*Work to complete*
Quote the passage of the Lisa Buckingham interview from "HRE: What should" up to and including "we possibly can.", word for word.

*Passage provided*
-------

This month, HRE is helping HR leaders prepare for the year ahead with a series featuring insights from industry experts, thought leaders and others about what we can learn from 2020 and the challenges coming in 2021. Read the series here.
This year has brought HR a host of unprecedented issues to navigate: employee safety concerns, engagement in a newly remote world, legal considerations and even the reshaping of the HR role itself. With all of that change just in the last few months, many HR leaders are looking to 2021 with a bit of trepidation: What’s next?
Establishing connections and showing empathy dominated 2020 for HR leaders; that won’t change in 2021 but the importance of communications and engagement will grow, says Lisa Buckingham, executive vice president and chief people, place and brand officer for Lincoln Financial Group. Buckingham, who was HRE‘s HR Executive of the Year in 2017, doesn’t think work will ever be the same after this pandemic, but many of the changes will end up being good for organizations, she says. Buckingham recently shared with HRE her insights on 2020 successes and where HR leaders will spend their time in 2021.
HRE: What was HR’s shining moment in 2020? Where did HR leaders possibly make some missteps?
Buckingham: I am so amazed by the incredible connections forged among the global HR community in 2020. Offering a lending hand, learnings, insights. This is just the start of a new chapter of deeper connections between companies, driven by HR, to better all of our collective workforces. We are all sharing more and learning from one another. We aren’t competing against one another; we are building vibrant and very different work environments and can help each other and our employees.
A shining example of this (from my perspective!) is the People + Work Connect platform. In April, partnering with fellow CHROs from Accenture, Verizon and ServiceNow, we launched People + Work Connect—a digital employer-to-employer platform that brings together companies laying off or furloughing people with companies in urgent need of workers. There is no cost for employers to join and participate. We developed this initiative in direct response to unemployment caused by COVID-19, but we believe it can be a much more long-term tool for companies, across countries and across industries.
I like to say HR has been in the “front seat” of this crisis, and we will continue to be as the working world evolves as a result of this pandemic. Our community of HR professionals has handled this challenging environment with the utmost empathy and care for our workforces, for our people, and for their families. I am so inspired by the compassion I have seen this year.
HRE: What will the world of work look like in 2021?
Buckingham: We’re all working to figure that out in this ever-changing environment. At Lincoln, we’re monitoring the progression of the virus constantly, and we’re getting real-time advice from global and domestic experts as we see progress with the vaccines. This is informing our approach as we plan for an eventual return to our offices, and each day we learn more.
But beyond the pandemic, I believe 2020 has forever changed the ways we work. One of the silver linings is the learning this experience has brought us. At Lincoln, we know that work-from-home, flexible work arrangements, and physical office space are all valuable in different ways and will continue to be. We’re also factoring in feedback from our employees. This experience has been new and different for all of us, and our employees have been incredible. Because of their commitment to our customers and our focus on digital technology, we’ve been able to continue working from home, while keeping the protection of the health and safety of our people top of mind.
Another major theme today that I see continuing as we move forward is an enhanced focus on employee communications, engagement and feedback. Yes—this was very important prior to COVID-19, but today it is absolutely pivotal. We have asked our employees for feedback every single step of the way—when COVID-19 first hit the U.S. and we wanted to learn more about what they needed to work from home, as the school year started and we gathered intel on what our working parents were struggling with and how we could help, and as we have planned for our eventual return to our offices and what that will look like. This focus on employee feedback—and robust employee communication, internal and social—will continue to be crucial moving forward.
HRE: What should HR’s first priority be in 2021?
Buckingham: Continuing to help our people—and the broader working world—get through this pandemic.
The pandemic is not “over” just because 2020 is over … and it’s so critical that we continue to protect the health, safety and wellbeing of our workforces. And when I say wellbeing, I mean physical, emotional, financial … all of it. As employers, we must continue to look at our benefit offerings, our policies, our support tools, our capabilities with a critical eye and ensure we are helping our people as much as we possibly can.
We know 2021 will continue to pose unique challenges—and as HR professionals, we will continue to help our people navigate those challenges with compassion.

-------

*Exercise data*
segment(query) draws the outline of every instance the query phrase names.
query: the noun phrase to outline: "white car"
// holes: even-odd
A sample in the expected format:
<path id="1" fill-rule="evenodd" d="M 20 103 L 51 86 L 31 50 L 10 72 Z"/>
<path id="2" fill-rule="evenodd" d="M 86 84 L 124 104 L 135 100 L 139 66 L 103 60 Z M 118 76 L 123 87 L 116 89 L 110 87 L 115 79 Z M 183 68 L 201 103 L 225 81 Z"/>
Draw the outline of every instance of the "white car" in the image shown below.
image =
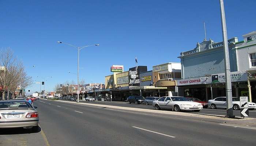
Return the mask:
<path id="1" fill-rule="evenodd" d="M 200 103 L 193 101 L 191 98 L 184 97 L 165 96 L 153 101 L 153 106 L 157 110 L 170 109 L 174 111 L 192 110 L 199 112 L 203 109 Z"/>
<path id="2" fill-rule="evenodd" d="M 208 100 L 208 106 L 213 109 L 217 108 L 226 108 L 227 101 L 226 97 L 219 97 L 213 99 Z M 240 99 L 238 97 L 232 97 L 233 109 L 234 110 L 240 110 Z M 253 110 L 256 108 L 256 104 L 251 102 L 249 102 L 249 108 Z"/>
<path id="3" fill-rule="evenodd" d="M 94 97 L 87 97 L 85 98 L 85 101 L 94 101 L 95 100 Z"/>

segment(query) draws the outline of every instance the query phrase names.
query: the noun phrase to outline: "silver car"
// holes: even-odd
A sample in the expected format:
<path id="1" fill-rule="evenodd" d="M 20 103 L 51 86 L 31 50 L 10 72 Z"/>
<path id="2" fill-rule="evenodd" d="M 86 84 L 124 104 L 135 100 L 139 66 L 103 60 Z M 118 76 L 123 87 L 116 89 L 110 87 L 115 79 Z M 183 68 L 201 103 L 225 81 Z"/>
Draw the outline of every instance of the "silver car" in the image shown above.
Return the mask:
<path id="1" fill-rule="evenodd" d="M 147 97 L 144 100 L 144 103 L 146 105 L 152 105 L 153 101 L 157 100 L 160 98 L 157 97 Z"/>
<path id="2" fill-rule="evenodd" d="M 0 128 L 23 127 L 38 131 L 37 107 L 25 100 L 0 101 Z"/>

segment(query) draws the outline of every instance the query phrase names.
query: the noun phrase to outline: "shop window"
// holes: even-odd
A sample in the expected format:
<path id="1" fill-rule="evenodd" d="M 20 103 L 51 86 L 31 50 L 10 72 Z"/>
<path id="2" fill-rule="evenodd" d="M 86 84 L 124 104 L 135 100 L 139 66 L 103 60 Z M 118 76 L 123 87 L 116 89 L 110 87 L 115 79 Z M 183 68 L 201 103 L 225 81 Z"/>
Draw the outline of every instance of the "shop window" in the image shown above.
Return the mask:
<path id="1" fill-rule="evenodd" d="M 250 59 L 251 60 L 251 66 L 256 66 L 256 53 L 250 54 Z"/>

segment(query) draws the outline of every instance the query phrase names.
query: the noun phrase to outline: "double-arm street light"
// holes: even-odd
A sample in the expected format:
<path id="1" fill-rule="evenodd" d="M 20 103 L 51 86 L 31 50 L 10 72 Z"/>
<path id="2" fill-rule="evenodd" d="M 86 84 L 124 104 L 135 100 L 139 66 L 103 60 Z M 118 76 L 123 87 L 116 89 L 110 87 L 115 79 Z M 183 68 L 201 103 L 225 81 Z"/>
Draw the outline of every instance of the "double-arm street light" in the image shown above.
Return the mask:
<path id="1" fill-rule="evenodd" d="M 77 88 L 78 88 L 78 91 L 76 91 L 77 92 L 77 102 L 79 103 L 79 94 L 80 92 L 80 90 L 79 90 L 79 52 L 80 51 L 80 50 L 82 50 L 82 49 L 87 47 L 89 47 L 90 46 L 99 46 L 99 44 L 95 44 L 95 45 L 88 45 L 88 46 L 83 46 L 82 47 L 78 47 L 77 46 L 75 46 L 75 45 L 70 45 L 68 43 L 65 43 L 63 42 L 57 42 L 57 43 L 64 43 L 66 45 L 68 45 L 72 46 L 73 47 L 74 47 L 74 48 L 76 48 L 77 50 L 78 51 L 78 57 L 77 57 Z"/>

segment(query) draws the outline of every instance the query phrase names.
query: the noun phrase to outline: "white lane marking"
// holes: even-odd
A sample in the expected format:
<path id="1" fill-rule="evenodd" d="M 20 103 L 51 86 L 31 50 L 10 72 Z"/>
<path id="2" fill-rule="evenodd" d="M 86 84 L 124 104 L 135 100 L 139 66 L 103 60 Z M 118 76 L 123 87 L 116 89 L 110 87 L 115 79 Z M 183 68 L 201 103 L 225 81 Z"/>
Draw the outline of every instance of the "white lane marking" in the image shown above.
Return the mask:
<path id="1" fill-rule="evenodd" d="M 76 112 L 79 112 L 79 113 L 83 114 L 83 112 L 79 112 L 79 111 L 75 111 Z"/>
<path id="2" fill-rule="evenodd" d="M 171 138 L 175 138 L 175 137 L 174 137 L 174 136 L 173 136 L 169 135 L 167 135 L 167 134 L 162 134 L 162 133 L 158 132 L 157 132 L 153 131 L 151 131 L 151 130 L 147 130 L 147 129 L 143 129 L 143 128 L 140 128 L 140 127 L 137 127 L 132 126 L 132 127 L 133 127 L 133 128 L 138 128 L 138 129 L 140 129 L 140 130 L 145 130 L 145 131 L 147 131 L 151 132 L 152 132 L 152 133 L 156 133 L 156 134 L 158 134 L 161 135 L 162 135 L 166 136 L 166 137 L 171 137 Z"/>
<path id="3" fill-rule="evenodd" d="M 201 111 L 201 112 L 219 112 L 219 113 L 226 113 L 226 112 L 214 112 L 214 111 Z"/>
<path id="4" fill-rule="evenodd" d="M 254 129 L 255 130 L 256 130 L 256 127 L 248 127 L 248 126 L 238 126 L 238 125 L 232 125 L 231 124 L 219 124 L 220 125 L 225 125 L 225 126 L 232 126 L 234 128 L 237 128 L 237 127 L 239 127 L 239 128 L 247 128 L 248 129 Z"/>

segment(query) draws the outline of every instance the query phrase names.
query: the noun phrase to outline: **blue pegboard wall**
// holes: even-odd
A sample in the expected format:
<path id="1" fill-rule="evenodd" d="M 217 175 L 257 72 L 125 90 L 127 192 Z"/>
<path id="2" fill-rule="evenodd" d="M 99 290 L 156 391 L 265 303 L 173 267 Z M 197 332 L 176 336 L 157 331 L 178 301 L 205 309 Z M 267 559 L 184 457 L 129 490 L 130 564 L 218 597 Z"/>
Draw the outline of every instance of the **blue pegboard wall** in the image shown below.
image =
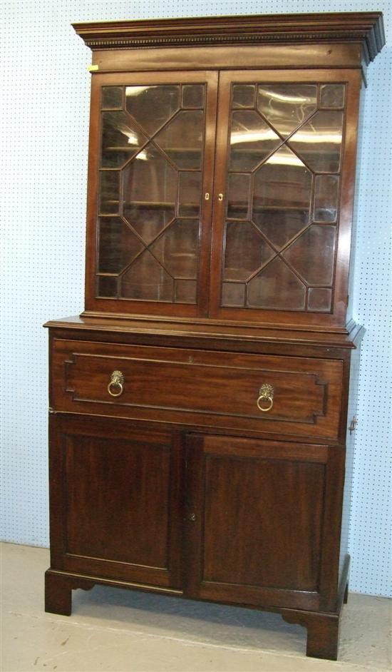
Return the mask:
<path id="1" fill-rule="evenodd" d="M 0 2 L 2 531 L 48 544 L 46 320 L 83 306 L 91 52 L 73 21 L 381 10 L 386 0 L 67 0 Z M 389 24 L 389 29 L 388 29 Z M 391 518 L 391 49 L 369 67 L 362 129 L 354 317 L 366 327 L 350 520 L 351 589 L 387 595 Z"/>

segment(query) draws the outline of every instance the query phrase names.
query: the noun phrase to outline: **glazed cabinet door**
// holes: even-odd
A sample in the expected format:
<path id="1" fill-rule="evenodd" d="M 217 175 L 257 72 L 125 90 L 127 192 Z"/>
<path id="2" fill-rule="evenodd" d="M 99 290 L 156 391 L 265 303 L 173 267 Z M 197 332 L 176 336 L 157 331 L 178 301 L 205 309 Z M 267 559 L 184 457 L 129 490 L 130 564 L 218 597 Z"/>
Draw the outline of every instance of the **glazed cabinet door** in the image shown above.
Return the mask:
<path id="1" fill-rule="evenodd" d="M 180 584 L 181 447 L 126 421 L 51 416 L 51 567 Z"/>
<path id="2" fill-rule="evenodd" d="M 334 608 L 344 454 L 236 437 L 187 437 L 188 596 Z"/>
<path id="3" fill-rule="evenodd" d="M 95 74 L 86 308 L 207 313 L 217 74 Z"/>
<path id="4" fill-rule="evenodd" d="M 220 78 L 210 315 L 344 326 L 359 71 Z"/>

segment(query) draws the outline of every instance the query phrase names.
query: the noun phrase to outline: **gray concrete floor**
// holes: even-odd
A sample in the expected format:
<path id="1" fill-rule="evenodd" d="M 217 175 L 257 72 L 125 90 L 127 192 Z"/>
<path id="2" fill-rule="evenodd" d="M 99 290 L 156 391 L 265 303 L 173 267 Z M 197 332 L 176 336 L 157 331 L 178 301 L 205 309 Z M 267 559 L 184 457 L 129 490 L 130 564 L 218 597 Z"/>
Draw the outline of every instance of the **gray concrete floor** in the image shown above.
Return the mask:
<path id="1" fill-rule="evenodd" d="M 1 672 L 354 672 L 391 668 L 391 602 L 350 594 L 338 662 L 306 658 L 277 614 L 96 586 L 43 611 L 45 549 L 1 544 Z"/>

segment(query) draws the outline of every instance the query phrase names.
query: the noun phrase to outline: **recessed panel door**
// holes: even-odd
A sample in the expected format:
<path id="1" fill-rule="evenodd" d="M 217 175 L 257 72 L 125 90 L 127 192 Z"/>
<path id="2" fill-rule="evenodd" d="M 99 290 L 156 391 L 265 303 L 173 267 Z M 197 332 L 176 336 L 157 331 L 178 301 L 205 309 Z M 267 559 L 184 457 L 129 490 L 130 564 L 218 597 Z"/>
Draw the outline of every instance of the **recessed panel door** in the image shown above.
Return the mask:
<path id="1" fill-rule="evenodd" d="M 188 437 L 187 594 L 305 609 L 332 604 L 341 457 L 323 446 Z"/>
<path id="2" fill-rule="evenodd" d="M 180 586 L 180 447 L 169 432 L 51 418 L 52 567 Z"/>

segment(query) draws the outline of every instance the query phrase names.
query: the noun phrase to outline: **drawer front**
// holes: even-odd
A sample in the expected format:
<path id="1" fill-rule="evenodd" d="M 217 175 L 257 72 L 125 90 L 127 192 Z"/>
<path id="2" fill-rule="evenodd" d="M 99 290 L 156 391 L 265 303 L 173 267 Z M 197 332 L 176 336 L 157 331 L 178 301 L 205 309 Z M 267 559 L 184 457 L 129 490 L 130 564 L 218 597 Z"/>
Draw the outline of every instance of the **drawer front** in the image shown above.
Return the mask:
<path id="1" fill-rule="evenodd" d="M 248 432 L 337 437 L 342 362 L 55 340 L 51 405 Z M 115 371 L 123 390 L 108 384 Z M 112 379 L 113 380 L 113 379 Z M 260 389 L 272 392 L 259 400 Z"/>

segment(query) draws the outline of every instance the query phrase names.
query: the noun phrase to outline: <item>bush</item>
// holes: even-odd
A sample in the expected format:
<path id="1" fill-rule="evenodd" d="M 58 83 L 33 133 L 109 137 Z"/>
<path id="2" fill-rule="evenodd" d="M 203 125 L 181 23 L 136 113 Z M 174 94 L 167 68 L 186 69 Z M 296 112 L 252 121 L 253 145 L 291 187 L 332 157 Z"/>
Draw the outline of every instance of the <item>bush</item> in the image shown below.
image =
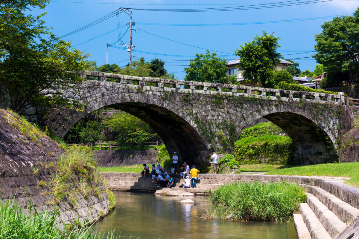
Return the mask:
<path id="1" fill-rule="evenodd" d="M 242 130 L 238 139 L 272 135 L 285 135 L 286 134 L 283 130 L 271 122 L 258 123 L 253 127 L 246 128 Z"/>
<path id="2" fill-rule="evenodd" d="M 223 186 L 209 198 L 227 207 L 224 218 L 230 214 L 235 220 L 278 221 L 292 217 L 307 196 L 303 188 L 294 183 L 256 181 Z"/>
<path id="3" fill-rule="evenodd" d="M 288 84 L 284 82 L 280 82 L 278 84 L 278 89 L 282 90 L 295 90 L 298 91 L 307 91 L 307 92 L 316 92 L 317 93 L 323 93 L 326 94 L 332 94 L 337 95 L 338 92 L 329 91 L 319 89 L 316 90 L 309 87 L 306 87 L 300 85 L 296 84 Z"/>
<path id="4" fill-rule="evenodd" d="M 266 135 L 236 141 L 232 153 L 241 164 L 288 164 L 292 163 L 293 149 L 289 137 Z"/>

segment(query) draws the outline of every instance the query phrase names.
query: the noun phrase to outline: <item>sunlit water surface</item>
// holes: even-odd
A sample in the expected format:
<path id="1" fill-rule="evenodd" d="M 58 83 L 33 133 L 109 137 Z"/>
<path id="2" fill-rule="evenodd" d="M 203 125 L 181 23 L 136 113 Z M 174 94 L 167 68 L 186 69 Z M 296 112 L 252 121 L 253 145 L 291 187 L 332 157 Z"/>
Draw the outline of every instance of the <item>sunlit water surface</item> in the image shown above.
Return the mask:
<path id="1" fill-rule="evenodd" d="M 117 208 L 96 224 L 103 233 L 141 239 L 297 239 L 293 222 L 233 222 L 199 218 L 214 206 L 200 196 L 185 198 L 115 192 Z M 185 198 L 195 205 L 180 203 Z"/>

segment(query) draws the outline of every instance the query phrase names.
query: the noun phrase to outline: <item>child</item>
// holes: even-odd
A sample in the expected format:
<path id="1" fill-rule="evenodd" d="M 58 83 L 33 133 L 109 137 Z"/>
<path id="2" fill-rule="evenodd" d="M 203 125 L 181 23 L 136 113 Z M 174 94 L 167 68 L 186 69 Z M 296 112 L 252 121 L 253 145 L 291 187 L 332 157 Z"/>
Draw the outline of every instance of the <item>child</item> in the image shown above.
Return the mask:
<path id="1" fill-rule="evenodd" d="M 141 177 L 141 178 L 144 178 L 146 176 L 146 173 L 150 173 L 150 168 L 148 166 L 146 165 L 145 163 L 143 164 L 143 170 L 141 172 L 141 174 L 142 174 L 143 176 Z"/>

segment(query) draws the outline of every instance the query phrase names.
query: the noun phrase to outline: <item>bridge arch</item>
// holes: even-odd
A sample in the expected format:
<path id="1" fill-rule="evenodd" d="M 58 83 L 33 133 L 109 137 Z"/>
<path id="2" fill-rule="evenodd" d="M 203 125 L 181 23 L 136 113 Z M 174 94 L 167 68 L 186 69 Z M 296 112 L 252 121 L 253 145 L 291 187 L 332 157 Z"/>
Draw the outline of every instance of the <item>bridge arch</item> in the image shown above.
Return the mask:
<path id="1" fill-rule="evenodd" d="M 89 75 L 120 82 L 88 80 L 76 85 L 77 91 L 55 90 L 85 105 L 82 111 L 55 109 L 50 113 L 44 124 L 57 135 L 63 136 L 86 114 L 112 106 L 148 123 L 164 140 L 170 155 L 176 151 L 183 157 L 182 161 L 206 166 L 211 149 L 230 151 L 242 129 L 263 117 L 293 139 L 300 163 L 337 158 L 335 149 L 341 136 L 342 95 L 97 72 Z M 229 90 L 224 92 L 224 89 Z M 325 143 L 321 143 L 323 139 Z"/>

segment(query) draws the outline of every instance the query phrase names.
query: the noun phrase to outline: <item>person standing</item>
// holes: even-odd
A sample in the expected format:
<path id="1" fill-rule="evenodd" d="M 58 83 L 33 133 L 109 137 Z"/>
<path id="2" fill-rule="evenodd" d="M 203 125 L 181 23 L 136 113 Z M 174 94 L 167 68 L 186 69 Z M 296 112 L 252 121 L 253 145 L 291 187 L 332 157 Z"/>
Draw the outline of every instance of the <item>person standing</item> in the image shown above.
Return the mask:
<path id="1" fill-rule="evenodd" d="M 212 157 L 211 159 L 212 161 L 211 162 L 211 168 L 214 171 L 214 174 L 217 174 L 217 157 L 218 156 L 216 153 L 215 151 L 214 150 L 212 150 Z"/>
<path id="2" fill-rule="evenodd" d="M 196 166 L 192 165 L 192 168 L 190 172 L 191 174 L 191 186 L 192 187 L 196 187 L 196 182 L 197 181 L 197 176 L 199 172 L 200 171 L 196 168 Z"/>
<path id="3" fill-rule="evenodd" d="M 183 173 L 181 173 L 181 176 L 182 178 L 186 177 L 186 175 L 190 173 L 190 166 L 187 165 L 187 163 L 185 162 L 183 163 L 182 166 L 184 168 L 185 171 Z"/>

-------

*Result below*
HRE: What should HR’s first priority be in 2021?
Buckingham: Continuing to help our people—and the broader working world—get through this pandemic.
The pandemic is not “over” just because 2020 is over … and it’s so critical that we continue to protect the health, safety and wellbeing of our workforces. And when I say wellbeing, I mean physical, emotional, financial … all of it. As employers, we must continue to look at our benefit offerings, our policies, our support tools, our capabilities with a critical eye and ensure we are helping our people as much as we possibly can.